Stored items
+ + + + +
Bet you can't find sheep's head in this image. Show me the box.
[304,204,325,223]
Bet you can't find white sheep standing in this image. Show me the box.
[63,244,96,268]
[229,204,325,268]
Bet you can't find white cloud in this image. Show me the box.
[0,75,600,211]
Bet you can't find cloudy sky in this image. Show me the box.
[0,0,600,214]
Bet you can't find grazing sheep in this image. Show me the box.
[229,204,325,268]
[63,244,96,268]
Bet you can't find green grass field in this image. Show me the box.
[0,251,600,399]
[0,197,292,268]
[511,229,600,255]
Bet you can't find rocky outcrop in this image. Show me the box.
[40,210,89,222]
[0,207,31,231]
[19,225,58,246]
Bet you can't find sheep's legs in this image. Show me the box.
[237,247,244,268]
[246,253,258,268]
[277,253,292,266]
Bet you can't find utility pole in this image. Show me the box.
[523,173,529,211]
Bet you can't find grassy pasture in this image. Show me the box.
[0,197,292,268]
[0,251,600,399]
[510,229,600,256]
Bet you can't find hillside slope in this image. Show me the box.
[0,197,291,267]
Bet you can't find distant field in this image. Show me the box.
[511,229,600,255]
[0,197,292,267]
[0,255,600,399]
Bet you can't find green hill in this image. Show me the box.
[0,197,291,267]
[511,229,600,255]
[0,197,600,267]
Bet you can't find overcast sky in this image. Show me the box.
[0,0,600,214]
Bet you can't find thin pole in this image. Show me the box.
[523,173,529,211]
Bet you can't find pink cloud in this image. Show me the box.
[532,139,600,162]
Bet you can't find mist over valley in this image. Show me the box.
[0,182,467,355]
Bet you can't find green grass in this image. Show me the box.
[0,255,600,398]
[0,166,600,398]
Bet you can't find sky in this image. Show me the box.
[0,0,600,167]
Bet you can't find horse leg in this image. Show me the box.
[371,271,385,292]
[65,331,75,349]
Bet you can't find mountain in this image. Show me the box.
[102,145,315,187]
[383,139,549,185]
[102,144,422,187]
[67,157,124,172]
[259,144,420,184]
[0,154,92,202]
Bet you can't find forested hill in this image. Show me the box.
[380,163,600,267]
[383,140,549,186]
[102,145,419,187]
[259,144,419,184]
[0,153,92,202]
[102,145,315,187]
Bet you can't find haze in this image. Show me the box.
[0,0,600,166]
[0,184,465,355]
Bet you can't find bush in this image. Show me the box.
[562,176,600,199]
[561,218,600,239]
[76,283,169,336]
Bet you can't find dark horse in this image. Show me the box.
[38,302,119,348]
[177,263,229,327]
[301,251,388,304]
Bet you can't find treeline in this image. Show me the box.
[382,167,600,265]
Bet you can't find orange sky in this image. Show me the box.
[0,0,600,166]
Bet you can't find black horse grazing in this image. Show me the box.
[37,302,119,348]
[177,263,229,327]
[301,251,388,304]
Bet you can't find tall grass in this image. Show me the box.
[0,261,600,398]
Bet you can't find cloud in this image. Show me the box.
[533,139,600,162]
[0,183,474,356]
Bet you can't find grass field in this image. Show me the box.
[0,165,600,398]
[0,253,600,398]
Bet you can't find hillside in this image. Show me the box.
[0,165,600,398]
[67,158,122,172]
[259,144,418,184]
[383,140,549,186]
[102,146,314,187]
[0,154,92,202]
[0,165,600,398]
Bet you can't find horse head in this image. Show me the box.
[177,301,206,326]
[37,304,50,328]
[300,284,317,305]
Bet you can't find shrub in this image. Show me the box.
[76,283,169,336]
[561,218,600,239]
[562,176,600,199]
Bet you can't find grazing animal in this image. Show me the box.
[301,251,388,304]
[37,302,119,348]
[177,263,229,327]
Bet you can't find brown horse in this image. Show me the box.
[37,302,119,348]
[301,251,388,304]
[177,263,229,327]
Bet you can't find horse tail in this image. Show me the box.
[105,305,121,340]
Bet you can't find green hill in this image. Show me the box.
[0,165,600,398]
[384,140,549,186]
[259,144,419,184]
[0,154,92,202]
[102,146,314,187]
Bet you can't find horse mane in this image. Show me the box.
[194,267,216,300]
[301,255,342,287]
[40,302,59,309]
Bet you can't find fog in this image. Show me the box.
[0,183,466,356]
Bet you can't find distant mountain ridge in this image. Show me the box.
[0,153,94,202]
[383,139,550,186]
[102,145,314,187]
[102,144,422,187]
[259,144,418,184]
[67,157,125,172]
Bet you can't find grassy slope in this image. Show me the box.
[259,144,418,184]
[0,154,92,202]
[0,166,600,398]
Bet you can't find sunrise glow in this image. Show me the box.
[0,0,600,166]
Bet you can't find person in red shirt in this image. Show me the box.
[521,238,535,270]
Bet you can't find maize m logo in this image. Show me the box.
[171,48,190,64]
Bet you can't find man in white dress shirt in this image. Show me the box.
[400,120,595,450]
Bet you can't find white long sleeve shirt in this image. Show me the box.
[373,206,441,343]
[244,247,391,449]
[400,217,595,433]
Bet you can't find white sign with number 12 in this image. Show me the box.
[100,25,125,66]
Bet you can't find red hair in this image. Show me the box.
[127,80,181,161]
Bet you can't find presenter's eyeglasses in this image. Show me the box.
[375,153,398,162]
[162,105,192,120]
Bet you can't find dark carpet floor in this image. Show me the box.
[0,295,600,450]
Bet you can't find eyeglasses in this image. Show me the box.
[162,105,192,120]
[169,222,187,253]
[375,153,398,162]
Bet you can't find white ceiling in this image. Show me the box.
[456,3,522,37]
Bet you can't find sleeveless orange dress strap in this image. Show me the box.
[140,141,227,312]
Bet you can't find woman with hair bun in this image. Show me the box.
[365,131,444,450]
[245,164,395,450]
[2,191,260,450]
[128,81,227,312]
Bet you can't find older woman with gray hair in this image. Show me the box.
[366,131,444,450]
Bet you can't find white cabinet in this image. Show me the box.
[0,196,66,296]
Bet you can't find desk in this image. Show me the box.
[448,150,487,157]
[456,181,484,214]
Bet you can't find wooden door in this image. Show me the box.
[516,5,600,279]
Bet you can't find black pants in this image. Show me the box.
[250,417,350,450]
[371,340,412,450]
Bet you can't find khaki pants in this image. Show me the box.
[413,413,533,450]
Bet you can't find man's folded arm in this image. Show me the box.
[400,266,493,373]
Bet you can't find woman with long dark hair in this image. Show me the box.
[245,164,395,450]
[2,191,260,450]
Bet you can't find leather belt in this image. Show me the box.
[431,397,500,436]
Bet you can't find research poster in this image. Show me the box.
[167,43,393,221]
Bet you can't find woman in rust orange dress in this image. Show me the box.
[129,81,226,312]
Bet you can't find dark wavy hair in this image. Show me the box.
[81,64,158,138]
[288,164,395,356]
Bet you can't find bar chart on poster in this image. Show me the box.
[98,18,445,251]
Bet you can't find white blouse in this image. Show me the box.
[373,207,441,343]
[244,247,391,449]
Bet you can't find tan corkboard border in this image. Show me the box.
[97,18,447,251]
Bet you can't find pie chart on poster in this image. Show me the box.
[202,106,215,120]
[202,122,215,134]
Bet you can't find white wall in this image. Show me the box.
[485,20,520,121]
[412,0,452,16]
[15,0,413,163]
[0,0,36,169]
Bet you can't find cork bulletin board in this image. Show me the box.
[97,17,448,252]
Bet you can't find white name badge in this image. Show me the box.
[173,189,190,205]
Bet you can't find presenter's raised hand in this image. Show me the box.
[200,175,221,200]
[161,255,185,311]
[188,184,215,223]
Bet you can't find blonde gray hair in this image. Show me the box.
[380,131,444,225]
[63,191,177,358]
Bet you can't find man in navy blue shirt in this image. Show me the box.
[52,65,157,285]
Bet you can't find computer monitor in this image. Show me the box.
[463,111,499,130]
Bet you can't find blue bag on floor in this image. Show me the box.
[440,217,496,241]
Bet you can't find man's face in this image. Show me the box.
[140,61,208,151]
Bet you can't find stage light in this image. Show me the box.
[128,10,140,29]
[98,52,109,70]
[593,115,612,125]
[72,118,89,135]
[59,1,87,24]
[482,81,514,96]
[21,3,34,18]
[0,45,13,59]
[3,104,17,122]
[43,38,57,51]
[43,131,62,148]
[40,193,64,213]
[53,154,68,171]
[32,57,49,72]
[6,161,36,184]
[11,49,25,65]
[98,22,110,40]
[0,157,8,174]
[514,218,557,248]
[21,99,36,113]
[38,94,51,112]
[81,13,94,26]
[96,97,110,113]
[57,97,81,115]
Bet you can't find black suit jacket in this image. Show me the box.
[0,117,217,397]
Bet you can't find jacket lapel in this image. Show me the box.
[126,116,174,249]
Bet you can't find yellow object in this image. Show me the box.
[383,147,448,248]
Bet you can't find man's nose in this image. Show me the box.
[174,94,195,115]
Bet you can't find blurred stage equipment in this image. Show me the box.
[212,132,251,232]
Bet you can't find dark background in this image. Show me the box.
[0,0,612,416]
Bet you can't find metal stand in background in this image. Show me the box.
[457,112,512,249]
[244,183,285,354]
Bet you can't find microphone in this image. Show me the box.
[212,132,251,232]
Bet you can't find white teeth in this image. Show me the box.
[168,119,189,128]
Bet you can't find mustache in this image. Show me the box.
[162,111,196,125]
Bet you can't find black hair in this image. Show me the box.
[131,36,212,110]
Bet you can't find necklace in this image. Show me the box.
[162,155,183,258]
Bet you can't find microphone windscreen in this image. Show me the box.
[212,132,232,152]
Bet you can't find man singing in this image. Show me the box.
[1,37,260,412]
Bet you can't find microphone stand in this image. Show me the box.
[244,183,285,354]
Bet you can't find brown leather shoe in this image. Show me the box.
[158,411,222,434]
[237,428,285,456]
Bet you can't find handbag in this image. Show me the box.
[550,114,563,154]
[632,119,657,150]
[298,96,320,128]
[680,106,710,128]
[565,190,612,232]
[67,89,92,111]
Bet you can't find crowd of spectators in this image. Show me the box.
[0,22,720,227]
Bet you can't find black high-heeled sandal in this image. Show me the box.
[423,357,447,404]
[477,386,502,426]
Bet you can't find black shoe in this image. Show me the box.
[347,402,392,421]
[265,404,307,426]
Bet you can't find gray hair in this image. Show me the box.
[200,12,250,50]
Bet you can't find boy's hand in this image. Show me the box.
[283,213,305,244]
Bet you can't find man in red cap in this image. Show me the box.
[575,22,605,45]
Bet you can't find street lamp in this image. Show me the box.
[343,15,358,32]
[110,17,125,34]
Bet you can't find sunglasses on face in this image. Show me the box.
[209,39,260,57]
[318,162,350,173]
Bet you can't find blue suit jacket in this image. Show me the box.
+ + + + +
What to produce: Can you repeat, word for word, the stretch of the stored items from the line containing "Bet you can't find gray" through the line containing "[575,22,605,45]"?

Answer:
Bet you can't find gray hair in this image. Show me the box.
[200,12,250,50]
Bet you can't find boy's hand in this image. Show me the box.
[283,213,305,244]
Bet you can't find man in red cap in this image. Show me the box.
[575,22,605,45]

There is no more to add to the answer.